NEW YORK, NY.- Fergus McCaffrey, New York, presents its third solo exhibition of works by Noriyuki Haraguchi. The exhibition will be on view from January 17 through February 21, 2015.

Haraguchi first came to prominence in Japan in the late 1960s, developing a practice that engaged with political and environmental issues through a Post-Minimal vocabulary. Born in 1946, the artist has lived most of his life in the town of Yokosuka, the home port of the US Navy’s 7th Fleet. The environment of Yokosuka, located just south of the massively industrialized city of Kawasaki, has indelibly shaped Haraguchi’s aesthetic in ways that are reflected in the three major sculptures and related relief paintings featured in this exhibition.

On the second floor, situated alongside large north-facing windows, Haraguchi will present a 24 x 12 foot Oil Pool sculpture. Installed flat and just off the floor, the pool is made from welded steel and contains dark, acrid-smelling, spent machine oil. Oil Pool acts as a dark mirror that reflects the New York City skyline outside and the gallery’s spare architecture inside, underscoring the friction that exists between the contemplative splendor of that reflection and the polluting nature of the materials. Haraguchi executed his first Oil Pool sculpture in 1971. A later version was exhibited to great acclaim at Documenta 6 in 1977 and soon after acquired by the Tehran Museum of Contemporary Art, Iran, where it remains installed to this day.

§ **Listed records**:
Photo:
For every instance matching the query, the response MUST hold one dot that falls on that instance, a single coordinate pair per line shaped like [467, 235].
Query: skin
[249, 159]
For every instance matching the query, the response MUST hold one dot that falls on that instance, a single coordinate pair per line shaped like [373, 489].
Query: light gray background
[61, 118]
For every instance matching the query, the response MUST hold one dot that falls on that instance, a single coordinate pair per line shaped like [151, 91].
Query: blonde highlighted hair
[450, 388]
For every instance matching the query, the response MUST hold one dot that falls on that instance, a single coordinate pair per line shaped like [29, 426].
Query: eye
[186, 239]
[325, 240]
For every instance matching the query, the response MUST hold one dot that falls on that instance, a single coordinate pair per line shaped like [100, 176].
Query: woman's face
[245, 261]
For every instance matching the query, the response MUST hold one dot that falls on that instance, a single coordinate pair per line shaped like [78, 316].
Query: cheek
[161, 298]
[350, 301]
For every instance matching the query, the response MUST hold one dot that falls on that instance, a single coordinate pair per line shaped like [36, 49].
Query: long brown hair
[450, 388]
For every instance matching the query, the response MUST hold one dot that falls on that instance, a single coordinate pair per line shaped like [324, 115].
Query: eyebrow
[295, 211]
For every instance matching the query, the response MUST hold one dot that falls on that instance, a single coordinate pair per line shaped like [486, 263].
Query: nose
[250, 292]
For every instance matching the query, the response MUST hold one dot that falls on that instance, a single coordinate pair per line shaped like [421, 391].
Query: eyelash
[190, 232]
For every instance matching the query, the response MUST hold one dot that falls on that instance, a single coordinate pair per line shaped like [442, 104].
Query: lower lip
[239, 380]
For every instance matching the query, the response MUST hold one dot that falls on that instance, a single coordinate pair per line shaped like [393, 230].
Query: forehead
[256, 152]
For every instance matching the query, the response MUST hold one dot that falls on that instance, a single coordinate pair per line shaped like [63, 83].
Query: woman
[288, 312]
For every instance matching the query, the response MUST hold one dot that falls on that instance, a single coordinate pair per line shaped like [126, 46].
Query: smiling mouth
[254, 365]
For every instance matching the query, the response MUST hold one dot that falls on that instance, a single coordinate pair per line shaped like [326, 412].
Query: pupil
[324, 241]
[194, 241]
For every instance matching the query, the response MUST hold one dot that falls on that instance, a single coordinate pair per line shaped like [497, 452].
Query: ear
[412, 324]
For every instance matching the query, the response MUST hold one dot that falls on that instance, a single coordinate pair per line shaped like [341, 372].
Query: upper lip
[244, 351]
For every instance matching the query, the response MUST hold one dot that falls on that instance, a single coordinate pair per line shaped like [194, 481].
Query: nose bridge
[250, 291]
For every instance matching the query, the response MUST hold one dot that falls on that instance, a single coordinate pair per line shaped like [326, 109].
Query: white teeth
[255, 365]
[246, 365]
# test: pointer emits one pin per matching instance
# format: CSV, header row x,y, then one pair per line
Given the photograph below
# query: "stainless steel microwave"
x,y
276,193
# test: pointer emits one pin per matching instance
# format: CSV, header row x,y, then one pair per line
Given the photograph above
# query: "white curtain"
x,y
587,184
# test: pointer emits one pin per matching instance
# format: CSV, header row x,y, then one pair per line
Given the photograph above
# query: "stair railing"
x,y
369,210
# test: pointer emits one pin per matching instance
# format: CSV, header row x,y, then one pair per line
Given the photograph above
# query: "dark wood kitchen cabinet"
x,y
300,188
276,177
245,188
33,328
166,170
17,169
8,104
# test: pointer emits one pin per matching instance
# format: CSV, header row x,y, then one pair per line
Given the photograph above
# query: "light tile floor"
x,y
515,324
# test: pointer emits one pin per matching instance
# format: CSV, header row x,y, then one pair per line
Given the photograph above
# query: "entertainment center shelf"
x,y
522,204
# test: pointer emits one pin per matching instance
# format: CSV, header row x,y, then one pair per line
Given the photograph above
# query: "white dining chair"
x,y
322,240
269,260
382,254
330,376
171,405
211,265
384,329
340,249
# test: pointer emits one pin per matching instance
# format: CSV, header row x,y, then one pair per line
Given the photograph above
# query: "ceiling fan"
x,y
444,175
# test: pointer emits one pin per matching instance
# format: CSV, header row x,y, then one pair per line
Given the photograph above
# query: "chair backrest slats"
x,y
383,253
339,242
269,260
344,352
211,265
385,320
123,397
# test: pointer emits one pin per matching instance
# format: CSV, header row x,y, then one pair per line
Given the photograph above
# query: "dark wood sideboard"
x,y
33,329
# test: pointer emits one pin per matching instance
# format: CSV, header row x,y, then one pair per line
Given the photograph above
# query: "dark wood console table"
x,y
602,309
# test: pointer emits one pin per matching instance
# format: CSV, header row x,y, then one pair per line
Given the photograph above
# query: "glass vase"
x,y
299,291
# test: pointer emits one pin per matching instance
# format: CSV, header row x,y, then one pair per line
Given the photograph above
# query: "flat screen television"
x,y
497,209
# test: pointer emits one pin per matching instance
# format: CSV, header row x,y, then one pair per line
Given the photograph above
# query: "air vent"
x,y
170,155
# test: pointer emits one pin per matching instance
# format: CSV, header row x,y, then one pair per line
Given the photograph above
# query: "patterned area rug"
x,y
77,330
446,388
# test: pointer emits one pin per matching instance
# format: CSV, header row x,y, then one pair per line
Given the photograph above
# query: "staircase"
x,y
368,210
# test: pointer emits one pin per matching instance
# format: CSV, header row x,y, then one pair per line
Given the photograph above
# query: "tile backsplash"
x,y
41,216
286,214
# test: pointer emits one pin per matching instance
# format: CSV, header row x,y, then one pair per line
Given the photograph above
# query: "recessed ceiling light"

§ **Exercise 1**:
Translate this sentence from the Haraguchi exhibition announcement into French: "Haraguchi executed his first Oil Pool sculpture in 1971."
§ **Exercise 2**:
Extend the Haraguchi exhibition announcement, picking up after its final sentence.

§ **Expected answer 1**:
Haraguchi a réalisé sa première sculpture Oil Pool en 1971.

§ **Expected answer 2**:
Downstairs, the gallery’s concrete floor has been drilled to accommodate Haraguchi’s Wire Rope sculptures, the first of which was executed in 1970. Thick, horizontal lines of steel rope are bolted to the floor and stretched almost to the breaking point. Visually light but loaded with potential destructive energy, the Wire Rope sculptures occupy a zone distinct from Haraguchi’s peers, such as Fred Sandback and Chris Burden.

Also on the ground floor will be Haraguchi’s celebrated sculpture A-7 E Corsair II, 2011, the fifth in a series of full-scale replicas of jet tails of Vietnam-era American warplanes that the artist has created since 1968. Handcrafted from wood, aluminum, and canvas, and finished in graphite pencil, the lightness and delicacy of the materials belie their charged, political form.

Interspersed among these works will be a selection of the artist’s Polyurethane paintings, first made in 1978. Like Oil Pool, their origin stems from the process of oil refining. Haraguchi adopted polyurethane paint after encountering it as a floor covering in hospitals, factories, and schools in Japan; the aesthetic potential of this waste/by-product with an institutional resonance appealed to him.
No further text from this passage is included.